Box annotations for photos -
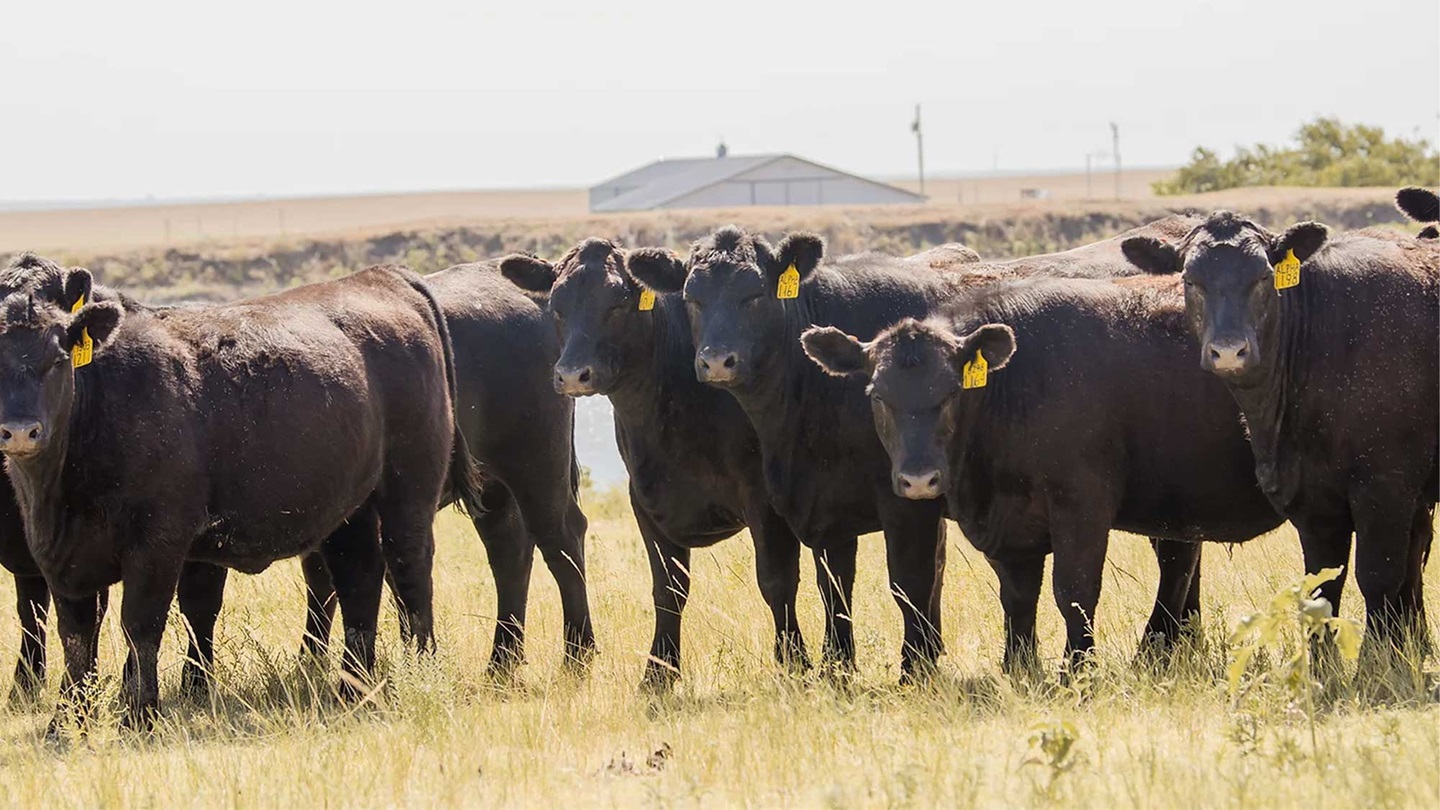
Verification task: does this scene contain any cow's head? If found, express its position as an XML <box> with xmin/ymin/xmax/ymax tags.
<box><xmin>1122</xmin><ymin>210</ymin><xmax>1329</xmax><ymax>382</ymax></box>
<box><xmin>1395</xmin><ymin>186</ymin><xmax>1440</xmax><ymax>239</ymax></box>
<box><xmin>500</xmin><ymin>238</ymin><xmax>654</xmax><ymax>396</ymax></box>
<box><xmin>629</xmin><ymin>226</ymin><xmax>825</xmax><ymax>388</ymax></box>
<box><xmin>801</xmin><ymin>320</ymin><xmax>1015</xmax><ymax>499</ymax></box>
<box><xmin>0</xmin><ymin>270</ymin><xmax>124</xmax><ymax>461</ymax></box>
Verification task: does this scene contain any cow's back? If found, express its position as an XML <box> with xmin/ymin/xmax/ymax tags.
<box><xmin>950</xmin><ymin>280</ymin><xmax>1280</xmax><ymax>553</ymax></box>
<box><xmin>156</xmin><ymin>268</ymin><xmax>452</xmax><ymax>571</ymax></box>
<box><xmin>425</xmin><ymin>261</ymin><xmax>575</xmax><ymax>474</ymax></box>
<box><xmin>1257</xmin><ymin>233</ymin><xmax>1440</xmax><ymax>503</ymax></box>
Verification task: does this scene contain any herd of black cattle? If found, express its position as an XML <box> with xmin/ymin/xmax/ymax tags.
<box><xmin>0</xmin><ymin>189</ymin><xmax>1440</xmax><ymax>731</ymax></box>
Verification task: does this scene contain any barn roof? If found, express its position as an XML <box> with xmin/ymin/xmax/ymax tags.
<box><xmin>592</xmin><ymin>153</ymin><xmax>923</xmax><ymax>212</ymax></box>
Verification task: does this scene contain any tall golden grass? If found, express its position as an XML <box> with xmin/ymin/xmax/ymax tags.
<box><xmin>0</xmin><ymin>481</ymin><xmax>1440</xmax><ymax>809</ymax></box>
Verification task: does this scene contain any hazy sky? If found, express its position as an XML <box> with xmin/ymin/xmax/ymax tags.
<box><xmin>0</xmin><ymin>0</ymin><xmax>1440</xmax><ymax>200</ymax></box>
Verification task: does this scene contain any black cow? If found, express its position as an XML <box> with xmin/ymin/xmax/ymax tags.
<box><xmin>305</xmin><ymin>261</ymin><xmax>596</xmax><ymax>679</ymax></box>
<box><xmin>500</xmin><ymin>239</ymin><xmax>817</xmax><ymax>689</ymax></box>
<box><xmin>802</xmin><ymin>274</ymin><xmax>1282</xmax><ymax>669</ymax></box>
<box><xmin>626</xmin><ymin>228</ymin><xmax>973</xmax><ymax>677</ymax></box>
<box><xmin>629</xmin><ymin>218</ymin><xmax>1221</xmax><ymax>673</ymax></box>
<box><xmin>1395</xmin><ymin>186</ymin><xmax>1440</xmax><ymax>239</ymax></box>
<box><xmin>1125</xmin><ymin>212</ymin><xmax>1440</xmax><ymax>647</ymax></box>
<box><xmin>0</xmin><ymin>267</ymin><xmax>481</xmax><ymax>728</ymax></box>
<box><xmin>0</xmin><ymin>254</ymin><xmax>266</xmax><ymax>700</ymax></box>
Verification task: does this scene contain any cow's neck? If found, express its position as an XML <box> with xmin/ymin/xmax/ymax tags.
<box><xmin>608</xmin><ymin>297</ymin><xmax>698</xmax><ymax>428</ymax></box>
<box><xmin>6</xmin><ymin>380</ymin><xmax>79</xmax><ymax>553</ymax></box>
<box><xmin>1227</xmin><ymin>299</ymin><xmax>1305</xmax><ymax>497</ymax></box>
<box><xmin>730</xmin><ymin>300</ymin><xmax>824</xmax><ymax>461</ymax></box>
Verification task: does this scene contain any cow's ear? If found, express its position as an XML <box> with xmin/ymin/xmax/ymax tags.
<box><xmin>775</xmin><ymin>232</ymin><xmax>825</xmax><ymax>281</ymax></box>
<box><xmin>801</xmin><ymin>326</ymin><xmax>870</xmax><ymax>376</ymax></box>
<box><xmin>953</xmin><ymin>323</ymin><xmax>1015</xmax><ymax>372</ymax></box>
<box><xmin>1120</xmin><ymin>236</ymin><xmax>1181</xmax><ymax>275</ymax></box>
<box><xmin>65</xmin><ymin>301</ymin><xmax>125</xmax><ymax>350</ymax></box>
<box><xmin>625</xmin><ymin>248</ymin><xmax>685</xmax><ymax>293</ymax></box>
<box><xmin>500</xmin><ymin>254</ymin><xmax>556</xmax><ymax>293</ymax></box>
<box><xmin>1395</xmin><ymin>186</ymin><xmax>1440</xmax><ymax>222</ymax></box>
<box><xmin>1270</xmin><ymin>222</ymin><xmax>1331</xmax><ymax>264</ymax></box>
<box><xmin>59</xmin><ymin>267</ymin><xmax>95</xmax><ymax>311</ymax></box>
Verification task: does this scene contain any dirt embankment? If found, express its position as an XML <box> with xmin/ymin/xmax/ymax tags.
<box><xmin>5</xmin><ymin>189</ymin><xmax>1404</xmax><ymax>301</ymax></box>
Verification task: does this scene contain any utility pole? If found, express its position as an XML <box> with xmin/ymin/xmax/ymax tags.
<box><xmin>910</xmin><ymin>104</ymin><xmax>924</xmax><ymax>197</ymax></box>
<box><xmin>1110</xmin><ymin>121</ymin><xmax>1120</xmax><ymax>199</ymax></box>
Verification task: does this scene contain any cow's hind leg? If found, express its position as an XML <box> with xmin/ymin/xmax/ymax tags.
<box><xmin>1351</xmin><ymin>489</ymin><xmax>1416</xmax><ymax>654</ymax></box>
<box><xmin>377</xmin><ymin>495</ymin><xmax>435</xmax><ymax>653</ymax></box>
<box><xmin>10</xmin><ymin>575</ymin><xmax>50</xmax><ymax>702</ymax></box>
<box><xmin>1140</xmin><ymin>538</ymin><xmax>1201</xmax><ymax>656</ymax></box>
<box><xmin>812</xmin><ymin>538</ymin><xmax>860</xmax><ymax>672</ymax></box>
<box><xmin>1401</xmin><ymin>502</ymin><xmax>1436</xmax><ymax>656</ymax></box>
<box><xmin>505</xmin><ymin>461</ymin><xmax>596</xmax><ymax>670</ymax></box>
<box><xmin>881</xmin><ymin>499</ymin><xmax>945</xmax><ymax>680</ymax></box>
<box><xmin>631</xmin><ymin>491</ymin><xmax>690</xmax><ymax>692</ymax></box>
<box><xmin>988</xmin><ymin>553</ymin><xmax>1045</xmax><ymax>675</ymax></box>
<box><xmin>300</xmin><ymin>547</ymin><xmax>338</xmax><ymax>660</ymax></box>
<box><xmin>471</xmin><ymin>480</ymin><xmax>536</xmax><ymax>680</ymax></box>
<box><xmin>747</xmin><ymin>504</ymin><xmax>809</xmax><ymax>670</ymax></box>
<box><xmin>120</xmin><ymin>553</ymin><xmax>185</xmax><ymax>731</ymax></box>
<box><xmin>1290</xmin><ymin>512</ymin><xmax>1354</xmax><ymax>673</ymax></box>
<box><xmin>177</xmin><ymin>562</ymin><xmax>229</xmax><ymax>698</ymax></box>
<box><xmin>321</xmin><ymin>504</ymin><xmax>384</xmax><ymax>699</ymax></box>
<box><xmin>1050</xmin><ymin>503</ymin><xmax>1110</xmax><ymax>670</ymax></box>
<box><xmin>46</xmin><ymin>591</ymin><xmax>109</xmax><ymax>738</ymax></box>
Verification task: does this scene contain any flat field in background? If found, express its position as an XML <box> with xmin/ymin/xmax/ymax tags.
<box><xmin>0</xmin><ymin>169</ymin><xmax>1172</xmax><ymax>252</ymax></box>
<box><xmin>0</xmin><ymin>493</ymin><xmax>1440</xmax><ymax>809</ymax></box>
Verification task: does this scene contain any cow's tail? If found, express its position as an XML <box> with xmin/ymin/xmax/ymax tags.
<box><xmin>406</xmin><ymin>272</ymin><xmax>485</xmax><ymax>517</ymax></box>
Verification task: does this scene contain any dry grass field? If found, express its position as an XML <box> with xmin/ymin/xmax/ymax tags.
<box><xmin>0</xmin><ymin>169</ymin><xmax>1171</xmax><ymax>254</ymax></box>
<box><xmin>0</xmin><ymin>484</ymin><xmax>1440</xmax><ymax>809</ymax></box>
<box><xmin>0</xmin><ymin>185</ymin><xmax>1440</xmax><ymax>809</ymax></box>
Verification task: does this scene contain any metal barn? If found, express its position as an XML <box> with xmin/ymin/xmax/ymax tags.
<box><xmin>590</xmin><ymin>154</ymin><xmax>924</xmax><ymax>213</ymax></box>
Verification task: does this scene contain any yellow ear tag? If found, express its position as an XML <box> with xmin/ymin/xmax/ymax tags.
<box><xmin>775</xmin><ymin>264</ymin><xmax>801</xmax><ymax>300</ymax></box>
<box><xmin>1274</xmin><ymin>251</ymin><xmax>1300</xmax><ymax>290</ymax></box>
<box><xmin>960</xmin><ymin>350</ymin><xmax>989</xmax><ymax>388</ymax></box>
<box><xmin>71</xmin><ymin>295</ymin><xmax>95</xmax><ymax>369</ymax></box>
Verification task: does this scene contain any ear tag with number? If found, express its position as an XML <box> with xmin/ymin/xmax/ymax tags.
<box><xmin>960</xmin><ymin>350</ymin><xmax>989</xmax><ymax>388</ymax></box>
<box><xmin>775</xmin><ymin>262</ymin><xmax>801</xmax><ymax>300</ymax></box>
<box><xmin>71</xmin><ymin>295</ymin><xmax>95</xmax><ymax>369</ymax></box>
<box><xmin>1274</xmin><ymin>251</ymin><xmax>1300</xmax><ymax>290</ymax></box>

Task - Copy out the records from the line containing "Verification task: does this scene contain any dry" through the end of the records, with both ends included.

Task result -
Verification task: does this scene contain any dry grass field? If found, express its position as an XML <box> with xmin/ymin/xmax/ymax tags.
<box><xmin>0</xmin><ymin>169</ymin><xmax>1171</xmax><ymax>254</ymax></box>
<box><xmin>0</xmin><ymin>484</ymin><xmax>1440</xmax><ymax>809</ymax></box>
<box><xmin>0</xmin><ymin>185</ymin><xmax>1440</xmax><ymax>809</ymax></box>
Verification task: does this scene contain any metal barn? If found, express its position as an XML <box> with xmin/ymin/xmax/ymax tags.
<box><xmin>590</xmin><ymin>154</ymin><xmax>924</xmax><ymax>213</ymax></box>
Verification task: does this scene contain any yellow ear tag? If found, express its position as an XML <box> with xmin/ymin/xmax/ymax tags.
<box><xmin>775</xmin><ymin>264</ymin><xmax>801</xmax><ymax>300</ymax></box>
<box><xmin>1274</xmin><ymin>251</ymin><xmax>1300</xmax><ymax>290</ymax></box>
<box><xmin>960</xmin><ymin>350</ymin><xmax>989</xmax><ymax>388</ymax></box>
<box><xmin>71</xmin><ymin>295</ymin><xmax>95</xmax><ymax>369</ymax></box>
Verification task: does this scene contain any ear tag with number? If found, express its position as an XML <box> with xmin/ymin/xmax/ymax tags.
<box><xmin>960</xmin><ymin>350</ymin><xmax>989</xmax><ymax>388</ymax></box>
<box><xmin>775</xmin><ymin>262</ymin><xmax>801</xmax><ymax>300</ymax></box>
<box><xmin>71</xmin><ymin>295</ymin><xmax>95</xmax><ymax>369</ymax></box>
<box><xmin>1274</xmin><ymin>251</ymin><xmax>1300</xmax><ymax>290</ymax></box>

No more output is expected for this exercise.